Excerpted text:

* * * *

Kamna Balhara, MD, MA
Associate Professor of Emergency Medicine Johns Hopkins University
Biography
Dr. Kamna Balhara is an associate professor of emergency medicine (EM) and an associate director of the EM Residency Program at Johns Hopkins University. After obtaining a master’s degree in French Cultural Studies from Columbia University, she completed medical school and residency at Johns Hopkins, serving as chief resident.
Dr. Balhara is an innovator in the health humanities and has experience with implementing humanities curricula for medical students, residents, and faculty from across specialties. She is a founder and co-director of the Health Humanities at Hopkins EM initiative, which offers social justice and humanities-based programming to institution, community, and national audiences. She also directs a unique longitudinal interdisciplinary institution-wide health equity and humanities track for residents and fellows across Johns Hopkins. She has been invited to speak to national audiences on the humanities in medicine and was selected as a Harvard Macy Institute Art Museum-Based Health Professions Education Fellow.
Her scholarly interests revolve around equity and inclusion in clinical and learning environments. She has authored multiple publications on graduate medical education, humanities, social determinants of health, and disparities in health care access, and has developed tools and resources for other educators seeking to apply the humanities towards equity in health care and health professions education. Her work has been funded by the Association of American Medical Colleges (AAMC), the Josiah Macy Foundation, the National Endowment for the Humanities, and the Emergency Medicine Foundation. She serves on the steering committee for the National Health Humanities Consortium, is chair of the DEI committee of the Council of Residency Directors in Emergency Medicine, chair of the education subcommittee of SAEM's Equity and Inclusion committee, and is a member of the editorial board of the SAEM journal Academic Emergency Medicine.

* * * *

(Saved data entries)
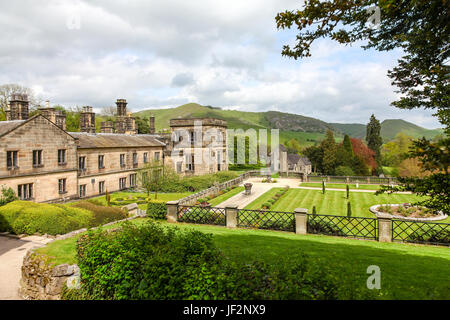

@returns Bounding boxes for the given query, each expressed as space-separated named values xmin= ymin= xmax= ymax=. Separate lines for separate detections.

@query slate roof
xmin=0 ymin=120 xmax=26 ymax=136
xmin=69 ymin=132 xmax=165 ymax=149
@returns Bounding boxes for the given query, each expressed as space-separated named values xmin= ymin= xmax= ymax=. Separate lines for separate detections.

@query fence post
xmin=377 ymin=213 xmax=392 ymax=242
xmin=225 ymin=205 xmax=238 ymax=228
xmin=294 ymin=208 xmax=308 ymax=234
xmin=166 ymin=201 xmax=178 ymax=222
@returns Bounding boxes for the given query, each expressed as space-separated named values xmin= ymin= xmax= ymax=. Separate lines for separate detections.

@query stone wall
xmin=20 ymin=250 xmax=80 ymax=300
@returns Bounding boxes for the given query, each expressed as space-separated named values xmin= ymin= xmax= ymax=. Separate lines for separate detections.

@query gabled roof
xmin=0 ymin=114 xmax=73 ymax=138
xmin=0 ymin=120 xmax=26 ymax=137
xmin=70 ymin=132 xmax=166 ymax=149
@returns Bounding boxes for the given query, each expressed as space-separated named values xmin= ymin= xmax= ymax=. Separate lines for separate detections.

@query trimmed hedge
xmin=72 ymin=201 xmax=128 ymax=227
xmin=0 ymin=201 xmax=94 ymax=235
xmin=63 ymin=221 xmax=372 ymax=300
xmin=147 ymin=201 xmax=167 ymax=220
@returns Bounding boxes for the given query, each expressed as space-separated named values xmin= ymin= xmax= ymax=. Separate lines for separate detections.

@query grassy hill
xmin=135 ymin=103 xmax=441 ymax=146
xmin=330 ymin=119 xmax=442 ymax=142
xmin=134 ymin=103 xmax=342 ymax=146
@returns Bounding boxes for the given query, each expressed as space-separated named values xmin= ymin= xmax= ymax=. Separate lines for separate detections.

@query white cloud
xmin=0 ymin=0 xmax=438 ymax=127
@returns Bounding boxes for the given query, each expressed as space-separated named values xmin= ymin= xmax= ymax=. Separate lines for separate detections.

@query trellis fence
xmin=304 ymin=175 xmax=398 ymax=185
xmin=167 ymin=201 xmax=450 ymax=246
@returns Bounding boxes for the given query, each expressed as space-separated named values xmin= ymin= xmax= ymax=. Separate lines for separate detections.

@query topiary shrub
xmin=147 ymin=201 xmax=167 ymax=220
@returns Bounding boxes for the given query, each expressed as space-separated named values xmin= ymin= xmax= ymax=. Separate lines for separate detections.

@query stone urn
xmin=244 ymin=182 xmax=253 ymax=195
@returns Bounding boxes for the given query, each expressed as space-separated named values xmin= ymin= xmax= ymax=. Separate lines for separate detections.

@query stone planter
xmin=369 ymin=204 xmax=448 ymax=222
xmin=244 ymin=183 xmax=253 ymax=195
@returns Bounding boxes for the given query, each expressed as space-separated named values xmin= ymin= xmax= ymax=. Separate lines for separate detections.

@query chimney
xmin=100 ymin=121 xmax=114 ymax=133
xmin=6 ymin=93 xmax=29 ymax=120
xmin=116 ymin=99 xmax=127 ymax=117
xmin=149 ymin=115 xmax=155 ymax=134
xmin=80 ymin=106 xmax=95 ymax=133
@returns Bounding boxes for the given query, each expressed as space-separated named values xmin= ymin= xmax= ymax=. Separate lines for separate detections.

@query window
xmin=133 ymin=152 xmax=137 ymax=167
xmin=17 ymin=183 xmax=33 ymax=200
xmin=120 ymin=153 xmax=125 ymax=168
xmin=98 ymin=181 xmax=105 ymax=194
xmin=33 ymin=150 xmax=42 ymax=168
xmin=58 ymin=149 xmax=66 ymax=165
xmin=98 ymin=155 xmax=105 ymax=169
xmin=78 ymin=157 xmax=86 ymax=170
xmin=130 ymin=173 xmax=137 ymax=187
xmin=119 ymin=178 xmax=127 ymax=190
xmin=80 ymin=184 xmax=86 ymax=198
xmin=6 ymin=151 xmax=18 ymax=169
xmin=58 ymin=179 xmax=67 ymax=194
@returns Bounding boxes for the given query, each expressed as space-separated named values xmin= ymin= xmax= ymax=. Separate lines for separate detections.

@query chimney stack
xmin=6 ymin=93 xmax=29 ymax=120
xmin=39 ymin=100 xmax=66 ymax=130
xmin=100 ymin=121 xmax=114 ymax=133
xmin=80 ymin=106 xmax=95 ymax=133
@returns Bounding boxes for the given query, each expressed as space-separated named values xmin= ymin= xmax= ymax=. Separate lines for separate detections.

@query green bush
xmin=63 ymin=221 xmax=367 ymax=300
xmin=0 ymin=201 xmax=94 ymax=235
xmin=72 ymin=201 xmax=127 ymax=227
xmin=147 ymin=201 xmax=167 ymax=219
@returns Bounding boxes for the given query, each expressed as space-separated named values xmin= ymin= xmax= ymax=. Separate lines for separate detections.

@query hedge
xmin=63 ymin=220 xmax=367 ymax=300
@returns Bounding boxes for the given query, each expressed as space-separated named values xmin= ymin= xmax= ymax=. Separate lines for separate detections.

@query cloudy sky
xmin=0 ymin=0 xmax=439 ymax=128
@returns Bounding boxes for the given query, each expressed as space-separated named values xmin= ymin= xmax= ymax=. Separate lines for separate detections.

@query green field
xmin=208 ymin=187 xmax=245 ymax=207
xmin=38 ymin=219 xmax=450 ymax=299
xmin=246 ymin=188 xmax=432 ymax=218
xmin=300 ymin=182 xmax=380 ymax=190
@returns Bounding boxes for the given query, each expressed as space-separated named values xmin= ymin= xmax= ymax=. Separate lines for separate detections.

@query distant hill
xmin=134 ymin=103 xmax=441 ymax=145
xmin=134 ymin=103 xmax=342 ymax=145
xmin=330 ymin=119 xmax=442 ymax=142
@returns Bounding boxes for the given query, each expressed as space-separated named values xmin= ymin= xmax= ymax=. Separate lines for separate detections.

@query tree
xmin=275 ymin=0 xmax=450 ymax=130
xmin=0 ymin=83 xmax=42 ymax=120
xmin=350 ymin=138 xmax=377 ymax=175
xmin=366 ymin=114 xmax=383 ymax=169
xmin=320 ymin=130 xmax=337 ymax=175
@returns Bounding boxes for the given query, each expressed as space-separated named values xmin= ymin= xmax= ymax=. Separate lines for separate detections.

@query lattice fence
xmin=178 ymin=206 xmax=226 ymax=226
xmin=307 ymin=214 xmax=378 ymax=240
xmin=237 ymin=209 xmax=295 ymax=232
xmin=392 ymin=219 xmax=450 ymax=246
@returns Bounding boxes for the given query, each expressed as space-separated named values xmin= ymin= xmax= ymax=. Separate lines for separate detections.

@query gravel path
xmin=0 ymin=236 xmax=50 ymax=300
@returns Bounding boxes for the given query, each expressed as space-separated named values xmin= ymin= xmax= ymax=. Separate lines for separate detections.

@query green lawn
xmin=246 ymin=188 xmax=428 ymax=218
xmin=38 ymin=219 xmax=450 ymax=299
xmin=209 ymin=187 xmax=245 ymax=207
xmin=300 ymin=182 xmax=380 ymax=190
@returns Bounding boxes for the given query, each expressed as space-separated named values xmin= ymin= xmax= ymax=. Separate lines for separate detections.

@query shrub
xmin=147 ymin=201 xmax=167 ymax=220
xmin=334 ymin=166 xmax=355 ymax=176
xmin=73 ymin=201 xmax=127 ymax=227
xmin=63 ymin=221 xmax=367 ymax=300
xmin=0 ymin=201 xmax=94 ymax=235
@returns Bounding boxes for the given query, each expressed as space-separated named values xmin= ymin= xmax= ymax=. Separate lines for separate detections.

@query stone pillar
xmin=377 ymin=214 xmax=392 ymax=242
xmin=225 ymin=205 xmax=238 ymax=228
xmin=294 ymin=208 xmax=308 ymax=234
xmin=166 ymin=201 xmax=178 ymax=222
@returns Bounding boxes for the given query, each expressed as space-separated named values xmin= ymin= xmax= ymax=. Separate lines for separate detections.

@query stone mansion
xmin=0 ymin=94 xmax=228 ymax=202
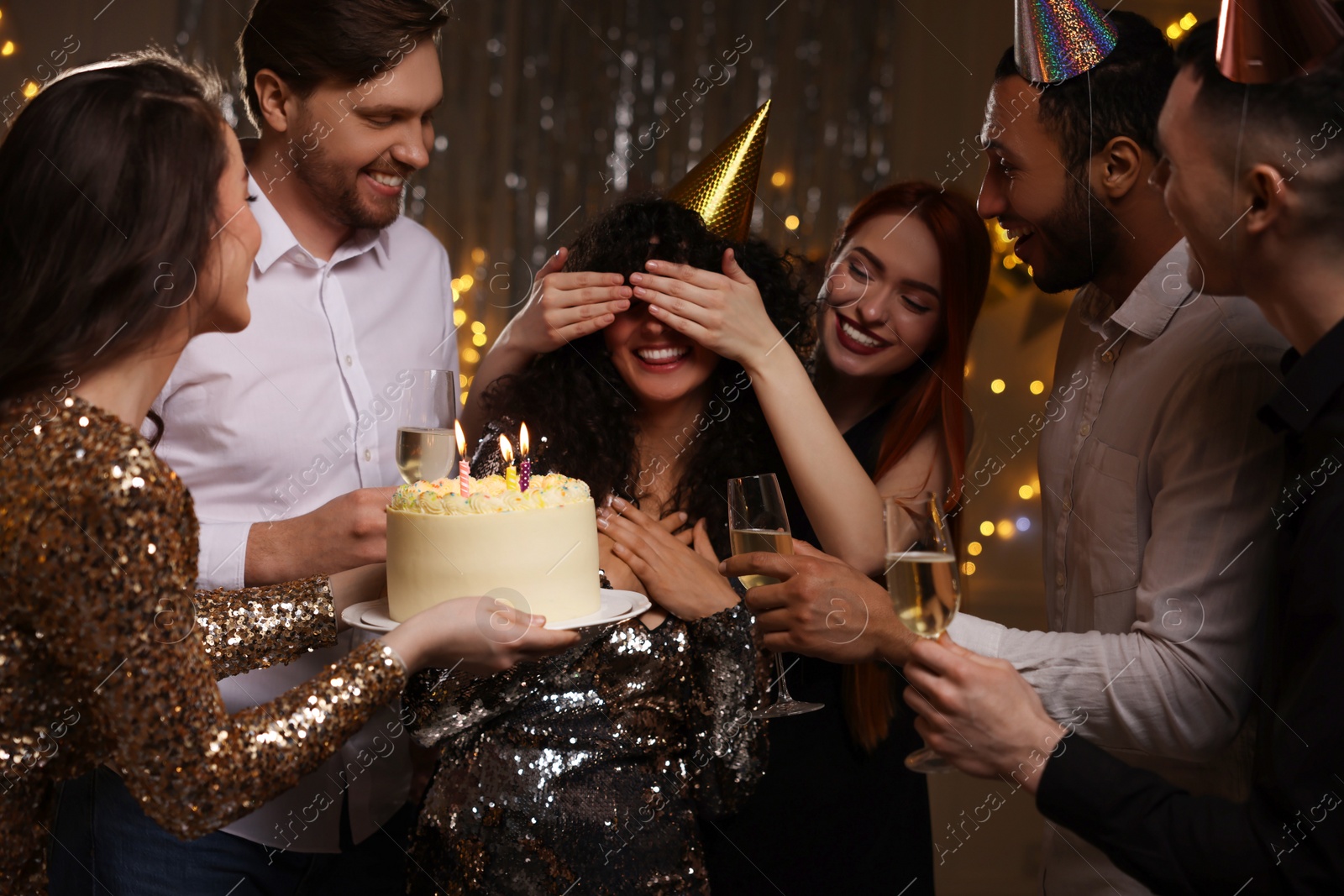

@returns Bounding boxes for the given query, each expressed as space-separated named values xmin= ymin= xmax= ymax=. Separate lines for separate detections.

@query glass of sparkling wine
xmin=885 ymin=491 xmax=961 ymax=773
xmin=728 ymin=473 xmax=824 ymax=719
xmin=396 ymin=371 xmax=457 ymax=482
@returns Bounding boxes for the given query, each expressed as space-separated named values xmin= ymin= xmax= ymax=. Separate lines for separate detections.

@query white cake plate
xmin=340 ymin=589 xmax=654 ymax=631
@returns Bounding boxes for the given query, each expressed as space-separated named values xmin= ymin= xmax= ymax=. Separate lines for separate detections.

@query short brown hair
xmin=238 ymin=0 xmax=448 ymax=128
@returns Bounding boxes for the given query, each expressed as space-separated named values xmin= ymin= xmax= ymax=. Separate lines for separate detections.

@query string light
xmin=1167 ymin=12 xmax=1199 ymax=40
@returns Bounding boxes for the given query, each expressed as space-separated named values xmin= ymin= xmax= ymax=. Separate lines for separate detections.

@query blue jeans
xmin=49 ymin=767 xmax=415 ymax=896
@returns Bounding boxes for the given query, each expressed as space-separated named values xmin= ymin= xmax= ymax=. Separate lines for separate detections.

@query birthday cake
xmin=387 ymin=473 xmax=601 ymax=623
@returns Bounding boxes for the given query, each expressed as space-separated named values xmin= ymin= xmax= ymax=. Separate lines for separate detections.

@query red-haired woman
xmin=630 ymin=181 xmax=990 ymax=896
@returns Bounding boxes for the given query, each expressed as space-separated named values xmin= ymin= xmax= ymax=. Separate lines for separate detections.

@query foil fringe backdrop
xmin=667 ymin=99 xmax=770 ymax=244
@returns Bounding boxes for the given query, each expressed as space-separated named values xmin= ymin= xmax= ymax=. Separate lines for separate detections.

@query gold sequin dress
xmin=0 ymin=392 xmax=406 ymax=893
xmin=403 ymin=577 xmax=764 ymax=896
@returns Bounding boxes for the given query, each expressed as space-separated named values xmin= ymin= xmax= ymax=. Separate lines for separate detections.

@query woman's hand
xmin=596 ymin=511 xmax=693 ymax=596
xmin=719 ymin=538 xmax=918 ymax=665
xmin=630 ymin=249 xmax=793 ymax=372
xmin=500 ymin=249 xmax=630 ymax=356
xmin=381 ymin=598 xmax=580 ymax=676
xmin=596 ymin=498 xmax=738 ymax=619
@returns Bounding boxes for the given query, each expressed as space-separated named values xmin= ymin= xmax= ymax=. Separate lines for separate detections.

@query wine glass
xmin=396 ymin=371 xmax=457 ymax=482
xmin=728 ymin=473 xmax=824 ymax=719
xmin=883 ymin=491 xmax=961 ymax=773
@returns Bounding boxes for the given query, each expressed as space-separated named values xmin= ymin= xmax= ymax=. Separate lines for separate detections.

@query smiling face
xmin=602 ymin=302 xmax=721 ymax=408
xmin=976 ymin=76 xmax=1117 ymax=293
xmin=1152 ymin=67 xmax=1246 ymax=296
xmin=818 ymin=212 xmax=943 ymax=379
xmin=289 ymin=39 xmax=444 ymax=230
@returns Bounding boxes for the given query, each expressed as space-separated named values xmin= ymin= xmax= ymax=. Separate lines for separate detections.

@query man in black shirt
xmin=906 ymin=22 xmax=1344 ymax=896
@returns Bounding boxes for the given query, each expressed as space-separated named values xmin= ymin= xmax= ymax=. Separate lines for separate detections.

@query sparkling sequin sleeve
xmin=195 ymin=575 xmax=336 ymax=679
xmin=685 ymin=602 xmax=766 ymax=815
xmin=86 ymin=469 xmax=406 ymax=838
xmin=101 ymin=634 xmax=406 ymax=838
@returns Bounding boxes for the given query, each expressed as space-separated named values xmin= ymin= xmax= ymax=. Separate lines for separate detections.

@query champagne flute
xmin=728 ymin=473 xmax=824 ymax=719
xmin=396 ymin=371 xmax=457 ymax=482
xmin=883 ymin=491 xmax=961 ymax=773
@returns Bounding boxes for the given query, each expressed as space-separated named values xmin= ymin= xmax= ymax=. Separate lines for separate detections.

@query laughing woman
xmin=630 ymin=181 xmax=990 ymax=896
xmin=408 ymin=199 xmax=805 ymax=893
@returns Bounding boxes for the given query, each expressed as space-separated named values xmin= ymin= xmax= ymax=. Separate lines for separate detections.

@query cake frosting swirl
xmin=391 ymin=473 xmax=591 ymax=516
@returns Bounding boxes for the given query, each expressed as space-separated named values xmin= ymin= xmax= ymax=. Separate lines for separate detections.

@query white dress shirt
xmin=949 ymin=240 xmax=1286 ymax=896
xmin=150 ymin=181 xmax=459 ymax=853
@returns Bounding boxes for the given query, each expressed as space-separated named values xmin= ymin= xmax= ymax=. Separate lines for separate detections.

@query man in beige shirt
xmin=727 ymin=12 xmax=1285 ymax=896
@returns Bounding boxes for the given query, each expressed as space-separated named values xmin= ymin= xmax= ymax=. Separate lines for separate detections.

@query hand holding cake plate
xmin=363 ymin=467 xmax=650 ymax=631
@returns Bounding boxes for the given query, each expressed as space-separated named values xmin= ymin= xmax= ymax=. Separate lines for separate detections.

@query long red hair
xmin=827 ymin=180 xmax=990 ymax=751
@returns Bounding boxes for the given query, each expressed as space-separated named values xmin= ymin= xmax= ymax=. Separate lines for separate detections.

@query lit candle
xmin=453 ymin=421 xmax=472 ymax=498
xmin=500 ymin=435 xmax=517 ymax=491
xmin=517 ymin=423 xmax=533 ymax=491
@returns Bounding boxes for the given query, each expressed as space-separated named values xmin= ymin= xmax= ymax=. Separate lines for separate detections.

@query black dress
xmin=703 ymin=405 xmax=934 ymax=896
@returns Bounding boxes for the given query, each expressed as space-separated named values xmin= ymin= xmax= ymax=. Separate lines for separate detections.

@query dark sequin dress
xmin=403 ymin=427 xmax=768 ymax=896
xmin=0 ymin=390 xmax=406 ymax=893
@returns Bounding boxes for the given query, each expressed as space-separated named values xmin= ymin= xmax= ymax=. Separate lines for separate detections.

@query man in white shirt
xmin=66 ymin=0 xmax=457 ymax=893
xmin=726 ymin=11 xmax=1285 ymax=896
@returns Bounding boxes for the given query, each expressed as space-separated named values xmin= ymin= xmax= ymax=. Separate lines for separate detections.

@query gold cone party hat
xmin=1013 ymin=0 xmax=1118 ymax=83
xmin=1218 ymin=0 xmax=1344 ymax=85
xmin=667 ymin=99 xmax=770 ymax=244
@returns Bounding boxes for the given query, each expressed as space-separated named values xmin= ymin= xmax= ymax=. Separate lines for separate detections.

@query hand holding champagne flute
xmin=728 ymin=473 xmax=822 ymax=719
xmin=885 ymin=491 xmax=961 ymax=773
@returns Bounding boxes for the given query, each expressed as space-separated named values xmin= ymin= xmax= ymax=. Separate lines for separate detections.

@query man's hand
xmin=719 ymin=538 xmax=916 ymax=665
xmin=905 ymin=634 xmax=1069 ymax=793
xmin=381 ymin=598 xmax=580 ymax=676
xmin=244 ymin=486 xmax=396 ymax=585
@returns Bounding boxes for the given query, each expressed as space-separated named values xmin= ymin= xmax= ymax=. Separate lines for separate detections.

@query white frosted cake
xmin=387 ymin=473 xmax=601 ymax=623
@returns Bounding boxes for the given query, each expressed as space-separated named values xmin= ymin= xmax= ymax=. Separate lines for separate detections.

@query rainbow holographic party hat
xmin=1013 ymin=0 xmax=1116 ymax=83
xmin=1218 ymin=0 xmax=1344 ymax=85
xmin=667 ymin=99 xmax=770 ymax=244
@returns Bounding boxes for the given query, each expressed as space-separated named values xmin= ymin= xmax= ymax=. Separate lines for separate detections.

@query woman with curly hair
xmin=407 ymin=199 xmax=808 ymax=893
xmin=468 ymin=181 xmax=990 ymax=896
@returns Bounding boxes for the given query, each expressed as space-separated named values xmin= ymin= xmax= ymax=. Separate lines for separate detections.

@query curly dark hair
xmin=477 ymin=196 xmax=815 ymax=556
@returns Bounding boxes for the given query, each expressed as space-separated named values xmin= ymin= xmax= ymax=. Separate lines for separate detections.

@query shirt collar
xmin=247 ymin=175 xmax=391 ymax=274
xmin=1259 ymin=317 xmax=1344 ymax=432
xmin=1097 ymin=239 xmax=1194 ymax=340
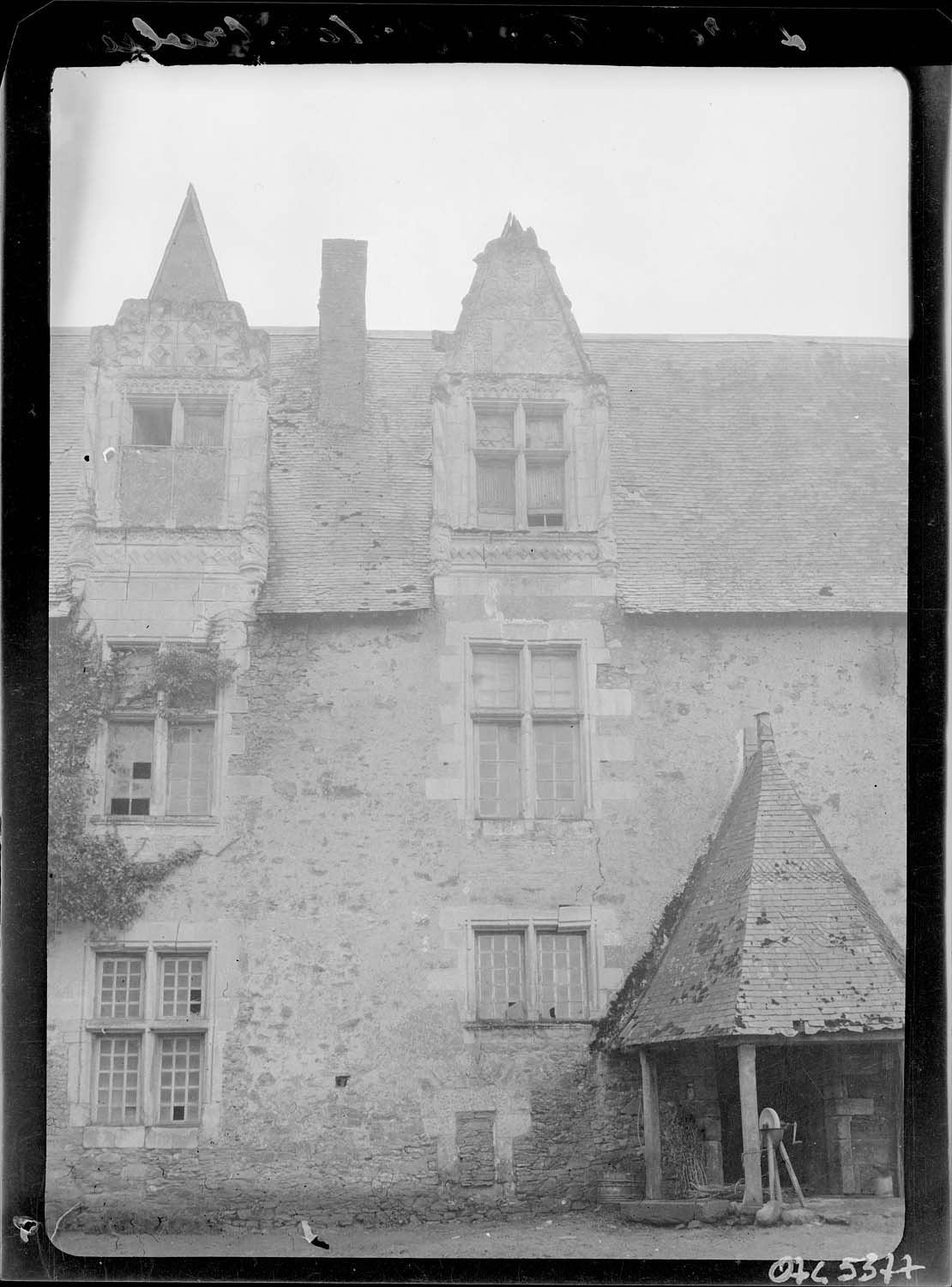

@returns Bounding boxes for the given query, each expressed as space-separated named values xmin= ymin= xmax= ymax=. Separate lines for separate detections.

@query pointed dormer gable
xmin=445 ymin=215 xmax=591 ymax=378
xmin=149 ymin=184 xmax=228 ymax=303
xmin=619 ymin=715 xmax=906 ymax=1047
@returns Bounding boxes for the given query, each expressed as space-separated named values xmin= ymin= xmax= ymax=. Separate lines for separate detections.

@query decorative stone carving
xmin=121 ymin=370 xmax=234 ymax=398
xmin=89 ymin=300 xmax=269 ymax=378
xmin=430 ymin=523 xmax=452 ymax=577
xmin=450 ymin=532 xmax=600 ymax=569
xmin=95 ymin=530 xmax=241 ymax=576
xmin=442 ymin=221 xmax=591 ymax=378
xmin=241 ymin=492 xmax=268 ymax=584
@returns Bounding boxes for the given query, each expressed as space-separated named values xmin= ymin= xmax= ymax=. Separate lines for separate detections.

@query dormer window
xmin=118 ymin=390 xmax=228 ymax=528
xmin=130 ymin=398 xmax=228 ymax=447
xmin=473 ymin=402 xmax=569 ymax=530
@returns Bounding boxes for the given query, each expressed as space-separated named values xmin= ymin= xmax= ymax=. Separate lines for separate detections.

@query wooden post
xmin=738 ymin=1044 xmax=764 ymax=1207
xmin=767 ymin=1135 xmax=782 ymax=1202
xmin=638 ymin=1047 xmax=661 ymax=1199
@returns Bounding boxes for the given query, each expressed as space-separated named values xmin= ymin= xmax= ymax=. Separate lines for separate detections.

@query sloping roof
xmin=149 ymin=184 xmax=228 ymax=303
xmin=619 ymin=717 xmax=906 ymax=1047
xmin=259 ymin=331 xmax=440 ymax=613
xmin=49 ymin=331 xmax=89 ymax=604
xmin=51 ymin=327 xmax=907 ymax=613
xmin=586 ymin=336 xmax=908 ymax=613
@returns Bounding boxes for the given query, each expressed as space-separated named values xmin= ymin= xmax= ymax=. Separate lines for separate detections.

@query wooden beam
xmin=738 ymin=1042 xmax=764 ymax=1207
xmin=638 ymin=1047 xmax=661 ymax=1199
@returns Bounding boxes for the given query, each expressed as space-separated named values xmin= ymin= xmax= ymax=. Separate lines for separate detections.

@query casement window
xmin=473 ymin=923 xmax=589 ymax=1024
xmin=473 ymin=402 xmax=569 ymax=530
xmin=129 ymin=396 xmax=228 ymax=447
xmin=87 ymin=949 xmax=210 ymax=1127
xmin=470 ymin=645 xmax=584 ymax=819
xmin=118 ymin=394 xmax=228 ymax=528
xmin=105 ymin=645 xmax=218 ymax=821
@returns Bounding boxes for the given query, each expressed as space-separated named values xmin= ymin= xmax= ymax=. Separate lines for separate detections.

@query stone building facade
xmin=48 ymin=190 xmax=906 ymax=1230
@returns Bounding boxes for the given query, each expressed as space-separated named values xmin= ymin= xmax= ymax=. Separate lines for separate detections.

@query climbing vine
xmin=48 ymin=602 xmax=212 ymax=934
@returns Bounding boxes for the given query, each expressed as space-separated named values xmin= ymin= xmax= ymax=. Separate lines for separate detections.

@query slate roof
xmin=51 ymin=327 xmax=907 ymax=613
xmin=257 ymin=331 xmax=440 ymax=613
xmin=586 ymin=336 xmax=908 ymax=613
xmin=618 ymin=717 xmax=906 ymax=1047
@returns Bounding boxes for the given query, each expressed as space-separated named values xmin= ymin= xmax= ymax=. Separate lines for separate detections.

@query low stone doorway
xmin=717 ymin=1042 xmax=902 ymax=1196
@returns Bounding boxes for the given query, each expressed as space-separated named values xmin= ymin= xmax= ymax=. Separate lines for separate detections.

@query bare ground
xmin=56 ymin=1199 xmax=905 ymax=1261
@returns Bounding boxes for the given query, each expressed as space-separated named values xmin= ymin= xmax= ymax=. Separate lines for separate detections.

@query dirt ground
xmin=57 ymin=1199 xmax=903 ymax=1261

* * * *

Action item:
Please answer these questions from the biography of Dr. Kamna Balhara.
1. From which university did she obtain a master's degree in French Cultural Studies?
2. Of which initiative is she a founder and co-director?
3. Which journal's editorial board is she a member of?

Exercise answer:
1. Columbia University
2. The Health Humanities at Hopkins EM initiative
3. Academic Emergency Medicine, the SAEM journal